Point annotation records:
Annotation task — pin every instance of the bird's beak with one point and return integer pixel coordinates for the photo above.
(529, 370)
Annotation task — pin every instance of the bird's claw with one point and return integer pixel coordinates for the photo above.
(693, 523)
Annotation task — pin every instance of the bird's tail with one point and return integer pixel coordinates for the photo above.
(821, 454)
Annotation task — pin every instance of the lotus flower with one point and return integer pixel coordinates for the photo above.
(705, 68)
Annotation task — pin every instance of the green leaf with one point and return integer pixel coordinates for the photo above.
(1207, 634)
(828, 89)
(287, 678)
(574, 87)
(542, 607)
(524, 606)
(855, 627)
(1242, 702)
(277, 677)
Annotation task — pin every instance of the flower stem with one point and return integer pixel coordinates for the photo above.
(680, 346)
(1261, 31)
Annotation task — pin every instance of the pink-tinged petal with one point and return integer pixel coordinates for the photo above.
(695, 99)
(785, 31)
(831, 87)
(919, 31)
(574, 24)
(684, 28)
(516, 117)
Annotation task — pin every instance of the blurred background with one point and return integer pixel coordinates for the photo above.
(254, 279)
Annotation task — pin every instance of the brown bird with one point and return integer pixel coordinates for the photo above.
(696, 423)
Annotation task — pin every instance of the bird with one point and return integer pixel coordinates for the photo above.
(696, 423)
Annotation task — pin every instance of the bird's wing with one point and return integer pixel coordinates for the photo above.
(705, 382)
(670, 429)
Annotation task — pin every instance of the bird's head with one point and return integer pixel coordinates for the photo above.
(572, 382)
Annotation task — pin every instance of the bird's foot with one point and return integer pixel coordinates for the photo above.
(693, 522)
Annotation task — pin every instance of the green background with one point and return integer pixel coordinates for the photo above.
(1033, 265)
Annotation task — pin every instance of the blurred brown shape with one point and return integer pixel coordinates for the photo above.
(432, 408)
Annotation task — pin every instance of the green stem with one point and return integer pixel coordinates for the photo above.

## What you have to do
Copy the records above word for word, starting at the line that contains "Annotation task — pin every instance of the bird with" and continuing to the end of the records, both ends included.

## Solution
Annotation task — pin every instance of the bird with one point and return integer pixel coordinates for the photo above.
(696, 423)
Annotation task — pin every instance of the bird's wing with one point and return integer pixel coordinates for the photo above.
(705, 382)
(670, 429)
Annotation task — pin every instance of the bird's head with one point and return integer pixel coordinates for the photo above.
(572, 382)
Annotation task — pin every instance of the bird's foot with one point and return integer pixel coordinates for the photo above.
(693, 522)
Annotation task — pin every instance of the green background with one point and return integer pixel coordinates for the photo above.
(1033, 265)
Annotation task — pin every instance of the blurred brown shape with one point and return integer pixel coordinates for the photo above.
(432, 408)
Annotation task — pin every instance of the green stem with one point and return integer pixel coordinates for the photo above.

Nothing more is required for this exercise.